-- start --

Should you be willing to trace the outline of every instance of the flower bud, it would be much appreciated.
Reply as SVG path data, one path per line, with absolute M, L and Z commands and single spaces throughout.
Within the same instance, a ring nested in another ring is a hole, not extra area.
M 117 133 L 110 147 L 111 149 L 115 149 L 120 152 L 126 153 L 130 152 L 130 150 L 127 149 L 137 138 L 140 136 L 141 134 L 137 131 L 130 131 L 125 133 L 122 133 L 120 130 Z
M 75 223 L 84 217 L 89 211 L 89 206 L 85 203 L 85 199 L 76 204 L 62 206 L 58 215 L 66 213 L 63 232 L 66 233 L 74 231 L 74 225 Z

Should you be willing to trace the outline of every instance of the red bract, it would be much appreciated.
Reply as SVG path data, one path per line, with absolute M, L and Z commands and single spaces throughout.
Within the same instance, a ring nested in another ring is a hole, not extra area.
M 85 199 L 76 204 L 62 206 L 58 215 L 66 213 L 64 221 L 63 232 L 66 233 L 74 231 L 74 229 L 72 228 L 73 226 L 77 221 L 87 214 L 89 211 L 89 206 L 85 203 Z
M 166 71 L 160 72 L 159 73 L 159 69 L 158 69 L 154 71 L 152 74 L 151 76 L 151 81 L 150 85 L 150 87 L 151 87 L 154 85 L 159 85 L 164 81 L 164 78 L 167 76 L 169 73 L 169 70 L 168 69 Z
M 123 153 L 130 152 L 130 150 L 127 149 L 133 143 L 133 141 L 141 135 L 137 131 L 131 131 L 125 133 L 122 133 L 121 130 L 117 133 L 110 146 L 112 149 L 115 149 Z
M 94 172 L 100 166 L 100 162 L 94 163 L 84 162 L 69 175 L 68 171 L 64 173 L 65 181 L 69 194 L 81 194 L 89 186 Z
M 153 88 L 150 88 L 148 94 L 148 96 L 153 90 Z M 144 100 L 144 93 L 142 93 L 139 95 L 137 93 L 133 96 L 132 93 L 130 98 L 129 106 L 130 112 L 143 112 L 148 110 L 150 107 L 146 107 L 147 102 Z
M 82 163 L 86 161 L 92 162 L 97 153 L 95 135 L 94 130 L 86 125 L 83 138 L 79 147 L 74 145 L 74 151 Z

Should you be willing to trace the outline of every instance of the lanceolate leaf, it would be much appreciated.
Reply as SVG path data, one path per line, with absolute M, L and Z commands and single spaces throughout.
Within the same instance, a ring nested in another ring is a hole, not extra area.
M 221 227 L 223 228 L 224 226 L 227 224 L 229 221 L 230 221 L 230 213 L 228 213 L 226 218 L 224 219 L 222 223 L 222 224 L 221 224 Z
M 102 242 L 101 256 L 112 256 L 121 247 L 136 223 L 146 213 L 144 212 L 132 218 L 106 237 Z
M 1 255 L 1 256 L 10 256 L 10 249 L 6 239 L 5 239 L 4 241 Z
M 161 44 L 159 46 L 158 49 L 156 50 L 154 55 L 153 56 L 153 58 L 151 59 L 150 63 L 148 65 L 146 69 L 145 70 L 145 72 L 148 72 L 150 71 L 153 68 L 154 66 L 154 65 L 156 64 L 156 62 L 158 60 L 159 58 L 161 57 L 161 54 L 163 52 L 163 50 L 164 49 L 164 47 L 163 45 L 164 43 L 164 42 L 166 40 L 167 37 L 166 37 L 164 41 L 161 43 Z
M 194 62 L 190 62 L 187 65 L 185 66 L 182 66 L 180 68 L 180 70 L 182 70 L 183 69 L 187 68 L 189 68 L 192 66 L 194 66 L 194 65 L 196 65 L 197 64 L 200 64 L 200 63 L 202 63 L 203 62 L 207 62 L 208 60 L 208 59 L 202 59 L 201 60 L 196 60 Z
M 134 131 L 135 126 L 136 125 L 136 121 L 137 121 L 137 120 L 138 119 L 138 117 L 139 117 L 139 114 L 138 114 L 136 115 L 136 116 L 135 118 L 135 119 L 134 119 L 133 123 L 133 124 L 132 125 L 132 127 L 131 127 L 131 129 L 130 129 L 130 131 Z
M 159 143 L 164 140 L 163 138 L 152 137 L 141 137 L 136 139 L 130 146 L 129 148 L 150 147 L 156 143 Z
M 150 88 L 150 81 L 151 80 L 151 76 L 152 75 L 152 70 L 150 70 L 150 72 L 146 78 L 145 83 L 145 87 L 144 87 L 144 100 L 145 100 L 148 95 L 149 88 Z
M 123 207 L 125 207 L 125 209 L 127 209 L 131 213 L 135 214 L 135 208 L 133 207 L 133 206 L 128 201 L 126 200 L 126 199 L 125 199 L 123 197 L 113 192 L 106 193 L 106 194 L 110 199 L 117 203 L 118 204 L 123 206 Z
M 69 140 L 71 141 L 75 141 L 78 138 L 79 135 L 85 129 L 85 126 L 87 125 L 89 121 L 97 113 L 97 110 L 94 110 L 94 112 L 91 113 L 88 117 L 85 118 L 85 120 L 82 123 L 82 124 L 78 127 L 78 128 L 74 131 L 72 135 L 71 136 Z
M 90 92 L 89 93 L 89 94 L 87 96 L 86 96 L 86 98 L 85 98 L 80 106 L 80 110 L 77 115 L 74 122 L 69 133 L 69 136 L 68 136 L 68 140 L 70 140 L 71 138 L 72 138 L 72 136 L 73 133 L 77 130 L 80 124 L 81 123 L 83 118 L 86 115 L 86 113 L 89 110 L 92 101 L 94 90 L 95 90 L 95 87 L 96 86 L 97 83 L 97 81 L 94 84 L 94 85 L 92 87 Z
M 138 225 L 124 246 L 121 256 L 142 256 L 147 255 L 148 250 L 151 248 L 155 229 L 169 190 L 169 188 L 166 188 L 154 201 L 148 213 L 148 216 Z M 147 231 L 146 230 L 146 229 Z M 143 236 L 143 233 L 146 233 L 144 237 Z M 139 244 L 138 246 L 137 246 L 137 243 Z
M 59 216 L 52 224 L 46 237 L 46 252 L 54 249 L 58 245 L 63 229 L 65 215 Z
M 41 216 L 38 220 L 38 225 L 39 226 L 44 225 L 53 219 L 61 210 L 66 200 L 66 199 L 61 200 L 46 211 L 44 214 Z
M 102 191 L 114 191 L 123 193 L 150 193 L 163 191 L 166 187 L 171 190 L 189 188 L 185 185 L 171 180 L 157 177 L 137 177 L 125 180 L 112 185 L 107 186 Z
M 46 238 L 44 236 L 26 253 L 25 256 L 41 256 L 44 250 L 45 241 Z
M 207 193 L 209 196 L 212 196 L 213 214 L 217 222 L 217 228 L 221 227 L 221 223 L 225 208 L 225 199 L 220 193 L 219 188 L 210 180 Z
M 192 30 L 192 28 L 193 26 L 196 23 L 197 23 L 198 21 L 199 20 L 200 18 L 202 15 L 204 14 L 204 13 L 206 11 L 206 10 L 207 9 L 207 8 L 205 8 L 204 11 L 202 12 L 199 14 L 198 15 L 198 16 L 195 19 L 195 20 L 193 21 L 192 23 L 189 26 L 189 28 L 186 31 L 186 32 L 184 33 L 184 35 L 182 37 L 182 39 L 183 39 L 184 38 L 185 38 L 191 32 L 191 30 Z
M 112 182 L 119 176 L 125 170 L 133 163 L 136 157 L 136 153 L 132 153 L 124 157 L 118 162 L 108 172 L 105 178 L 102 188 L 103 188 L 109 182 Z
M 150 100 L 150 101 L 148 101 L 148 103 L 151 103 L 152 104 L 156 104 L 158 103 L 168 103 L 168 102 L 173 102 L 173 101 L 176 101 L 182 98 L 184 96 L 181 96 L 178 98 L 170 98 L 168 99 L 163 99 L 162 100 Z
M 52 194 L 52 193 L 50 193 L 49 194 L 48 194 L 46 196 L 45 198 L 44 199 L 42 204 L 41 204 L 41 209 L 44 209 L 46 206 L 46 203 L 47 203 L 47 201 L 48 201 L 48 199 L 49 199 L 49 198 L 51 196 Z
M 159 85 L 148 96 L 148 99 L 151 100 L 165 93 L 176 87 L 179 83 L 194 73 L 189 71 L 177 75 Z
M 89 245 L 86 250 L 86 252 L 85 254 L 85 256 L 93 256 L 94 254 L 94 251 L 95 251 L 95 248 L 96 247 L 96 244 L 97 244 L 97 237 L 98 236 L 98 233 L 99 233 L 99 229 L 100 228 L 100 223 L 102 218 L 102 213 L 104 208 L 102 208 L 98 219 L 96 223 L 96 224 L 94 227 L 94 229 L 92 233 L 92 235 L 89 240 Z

-- end --

• Description of the task:
How many lines in the listing above contain the string "would"? Reply with the number alone.

• Solution to the exercise:
3